In a legal filing in an investor lawsuit, Fuld and other Lehman executives said investors were informed that Lehman’s leverage was often higher than it was at the end of each quarter.
"Lehman specifically disclosed that its balance sheet ‘will fluctuate from time to time’ and could be and at times was larger than its balance sheet reported at quarter- or year-end,’ the filing said.
Fuld, in testimony before the Financial Crisis Inquiry Commission, blamed Lehman’s failure on the government’s decision not to give it a bailout.
“Lehman was forced into bankruptcy not because it neglected to act responsibly or seek solutions to the crisis, but because of a decision, based on flawed information, not to provide Lehman with the support given to each of its competitors,” he testified.
“There is sufficient evidence … that Fuld was at least grossly negligent,” Valukas wrote in his report.
Negligence isn’t necessarily a crime, however, so Fuld has faced no punishment for the wreckage caused by his company’s collapse, save perhaps banishment to irrelevance.
Last year a federal judge approved a $90 million settlement of a class action suit brought by Lehman investors against Fuld and several other company executives and directors. The judge, Lewis Kaplan, questioned whether the settlement, which will be paid entirely by Lehman’s insurers, was fair given that none of the individuals would pay out of pocket. He agreed to the deal, however, because litigation expenses for a trial were likely to deplete the funds available for compensating the investors.
Fuld quietly opened his own advisory firm called Matrix Advisors in a Third Avenue office building in Manhattan, across the street from the headquarters of Avon, the cosmetics company. He’s landed a few clients, according to news reports, SEC filings and court records. Matrix advised AT&T Inc. on its failed bid to purchase T-Mobile. And it has consulted with GlyEco, a company that recycles the chemical glycol, and Ecologic Transportation Corp., a company that rents out environmentally friendly cars.
He was recently spotted at Doubles, the private dining club in the Sherry-Netherland Hotel in Manhattan, according to a former Lehman employee.
Still, companies haven’t been eager to have their names associated with Fuld, so landing clients hasn’t been easy, according to two people familiar with the business.
Fuld, through his lawyer, declined several interview requests for this story. He wasn’t in his office when a reporter paid a visit in July. His assistant, through a security guard, declined to say where he was.
Even if business is slow, it may not matter much to Fuld. Unlike many of his former employees, and unlike the millions of people still out of work after the 2008 financial collapse, Fuld has money.
When Lehman Brothers filed for bankruptcy on Sept. 15, there was a sense that if Fuld had mismanaged Lehman to death, at least he had lost a load of cash in the process as the value of his company stock dropped to nothing.
And he did lose plenty.
Fuld’s 10.8 million shares of the company that may have once been worth more than $900 million, according to a study by Harvard University Professor Lucian Bebchuk, became worthless.

» Short exercise a: In the Lehman Brothers text above, condense the paragraph beginning "Last year a federal judge approved" into a short bulleted list that keeps its main facts.

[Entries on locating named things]
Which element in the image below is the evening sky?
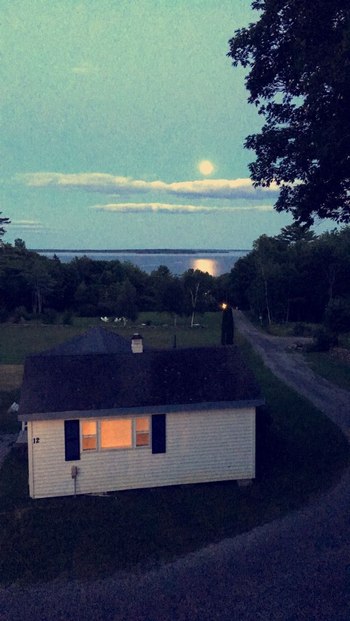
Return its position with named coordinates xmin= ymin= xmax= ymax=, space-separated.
xmin=0 ymin=0 xmax=334 ymax=249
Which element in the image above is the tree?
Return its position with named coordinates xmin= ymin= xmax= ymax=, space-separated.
xmin=228 ymin=0 xmax=350 ymax=225
xmin=0 ymin=216 xmax=11 ymax=237
xmin=182 ymin=268 xmax=214 ymax=328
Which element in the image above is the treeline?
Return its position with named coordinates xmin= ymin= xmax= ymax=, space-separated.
xmin=0 ymin=224 xmax=350 ymax=332
xmin=223 ymin=224 xmax=350 ymax=331
xmin=0 ymin=240 xmax=222 ymax=322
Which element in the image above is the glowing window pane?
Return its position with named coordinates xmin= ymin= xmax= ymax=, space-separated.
xmin=135 ymin=417 xmax=150 ymax=446
xmin=101 ymin=418 xmax=132 ymax=448
xmin=82 ymin=420 xmax=97 ymax=451
xmin=83 ymin=420 xmax=96 ymax=436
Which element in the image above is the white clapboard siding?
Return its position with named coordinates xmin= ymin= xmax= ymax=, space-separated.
xmin=29 ymin=408 xmax=255 ymax=498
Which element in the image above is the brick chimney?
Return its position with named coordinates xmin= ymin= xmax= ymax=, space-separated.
xmin=131 ymin=332 xmax=143 ymax=354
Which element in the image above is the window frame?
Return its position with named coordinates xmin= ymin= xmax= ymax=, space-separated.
xmin=80 ymin=418 xmax=99 ymax=453
xmin=80 ymin=414 xmax=152 ymax=454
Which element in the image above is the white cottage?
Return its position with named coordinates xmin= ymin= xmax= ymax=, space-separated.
xmin=19 ymin=328 xmax=262 ymax=498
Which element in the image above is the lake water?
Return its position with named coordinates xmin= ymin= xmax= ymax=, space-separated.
xmin=39 ymin=250 xmax=249 ymax=276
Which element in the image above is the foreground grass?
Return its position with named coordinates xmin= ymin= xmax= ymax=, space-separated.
xmin=0 ymin=327 xmax=349 ymax=583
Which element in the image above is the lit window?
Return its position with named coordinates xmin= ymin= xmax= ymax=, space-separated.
xmin=135 ymin=417 xmax=149 ymax=446
xmin=82 ymin=420 xmax=97 ymax=451
xmin=100 ymin=418 xmax=132 ymax=449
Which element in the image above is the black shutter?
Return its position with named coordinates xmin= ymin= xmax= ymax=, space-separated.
xmin=152 ymin=414 xmax=166 ymax=454
xmin=64 ymin=420 xmax=80 ymax=461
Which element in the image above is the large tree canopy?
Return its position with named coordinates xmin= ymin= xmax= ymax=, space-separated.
xmin=228 ymin=0 xmax=350 ymax=225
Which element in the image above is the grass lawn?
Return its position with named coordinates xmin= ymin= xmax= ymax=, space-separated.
xmin=0 ymin=313 xmax=221 ymax=365
xmin=0 ymin=314 xmax=349 ymax=583
xmin=305 ymin=352 xmax=350 ymax=390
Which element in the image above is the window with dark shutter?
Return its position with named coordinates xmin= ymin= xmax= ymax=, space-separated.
xmin=64 ymin=420 xmax=80 ymax=461
xmin=152 ymin=414 xmax=166 ymax=454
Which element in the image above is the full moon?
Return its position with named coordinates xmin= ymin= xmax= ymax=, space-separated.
xmin=198 ymin=160 xmax=214 ymax=175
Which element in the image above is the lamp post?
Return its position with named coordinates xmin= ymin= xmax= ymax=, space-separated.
xmin=221 ymin=302 xmax=234 ymax=345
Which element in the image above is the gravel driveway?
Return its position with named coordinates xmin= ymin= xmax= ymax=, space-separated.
xmin=0 ymin=314 xmax=350 ymax=621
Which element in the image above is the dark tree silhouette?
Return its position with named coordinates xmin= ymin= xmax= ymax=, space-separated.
xmin=228 ymin=0 xmax=350 ymax=225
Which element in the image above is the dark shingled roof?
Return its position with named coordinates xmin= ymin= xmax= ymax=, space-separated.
xmin=19 ymin=326 xmax=260 ymax=419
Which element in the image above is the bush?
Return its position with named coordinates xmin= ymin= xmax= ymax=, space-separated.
xmin=42 ymin=308 xmax=57 ymax=325
xmin=325 ymin=298 xmax=350 ymax=334
xmin=309 ymin=327 xmax=338 ymax=351
xmin=293 ymin=323 xmax=310 ymax=336
xmin=62 ymin=311 xmax=73 ymax=326
xmin=12 ymin=306 xmax=31 ymax=323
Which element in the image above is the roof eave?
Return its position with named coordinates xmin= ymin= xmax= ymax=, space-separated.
xmin=18 ymin=398 xmax=265 ymax=422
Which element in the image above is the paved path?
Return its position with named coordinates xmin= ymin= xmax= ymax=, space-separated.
xmin=235 ymin=312 xmax=350 ymax=437
xmin=0 ymin=318 xmax=350 ymax=621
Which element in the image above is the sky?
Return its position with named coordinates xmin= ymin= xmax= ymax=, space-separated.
xmin=0 ymin=0 xmax=330 ymax=249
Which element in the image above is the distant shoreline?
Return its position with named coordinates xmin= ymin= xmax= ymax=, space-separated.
xmin=32 ymin=248 xmax=249 ymax=254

» Short exercise b: Express only the part of the records running from the line that contains "Which element in the image above is the lit" down through the line that contains "xmin=0 ymin=314 xmax=350 ymax=621" as a Markdown table. Use the columns Row and Line, number each line in the Row column, and leave out any blank lines.

» Task response a:
- Last year, federal judge Lewis Kaplan approved a $90 million settlement of a class action brought by Lehman investors against Fuld and several other executives and directors.
- Lehman's insurers will pay the entire settlement, so none of the individuals pays out of pocket.
- The judge questioned whether that was fair.
- He approved the deal anyway because trial litigation expenses were likely to deplete the funds available to compensate the investors.

» Task response b:
| Row | Line |
|---|---|
| 1 | Which element in the image above is the lit window? |
| 2 | Return its position with named coordinates xmin= ymin= xmax= ymax=, space-separated. |
| 3 | xmin=135 ymin=417 xmax=149 ymax=446 |
| 4 | xmin=82 ymin=420 xmax=97 ymax=451 |
| 5 | xmin=100 ymin=418 xmax=132 ymax=449 |
| 6 | Which element in the image above is the black shutter? |
| 7 | Return its position with named coordinates xmin= ymin= xmax= ymax=, space-separated. |
| 8 | xmin=152 ymin=414 xmax=166 ymax=454 |
| 9 | xmin=64 ymin=420 xmax=80 ymax=461 |
| 10 | Which element in the image above is the large tree canopy? |
| 11 | Return its position with named coordinates xmin= ymin= xmax= ymax=, space-separated. |
| 12 | xmin=228 ymin=0 xmax=350 ymax=225 |
| 13 | Which element in the image above is the grass lawn? |
| 14 | Return its position with named coordinates xmin= ymin= xmax= ymax=, space-separated. |
| 15 | xmin=0 ymin=313 xmax=221 ymax=365 |
| 16 | xmin=0 ymin=314 xmax=349 ymax=583 |
| 17 | xmin=305 ymin=352 xmax=350 ymax=390 |
| 18 | Which element in the image above is the window with dark shutter? |
| 19 | Return its position with named coordinates xmin= ymin= xmax= ymax=, space-separated. |
| 20 | xmin=64 ymin=420 xmax=80 ymax=461 |
| 21 | xmin=152 ymin=414 xmax=166 ymax=454 |
| 22 | Which element in the image above is the full moon? |
| 23 | Return its position with named coordinates xmin= ymin= xmax= ymax=, space-separated. |
| 24 | xmin=198 ymin=160 xmax=214 ymax=175 |
| 25 | Which element in the image above is the lamp post? |
| 26 | Return its position with named coordinates xmin= ymin= xmax= ymax=, space-separated. |
| 27 | xmin=221 ymin=302 xmax=234 ymax=345 |
| 28 | Which element in the image above is the gravel driveway? |
| 29 | Return its position with named coordinates xmin= ymin= xmax= ymax=, space-separated. |
| 30 | xmin=0 ymin=314 xmax=350 ymax=621 |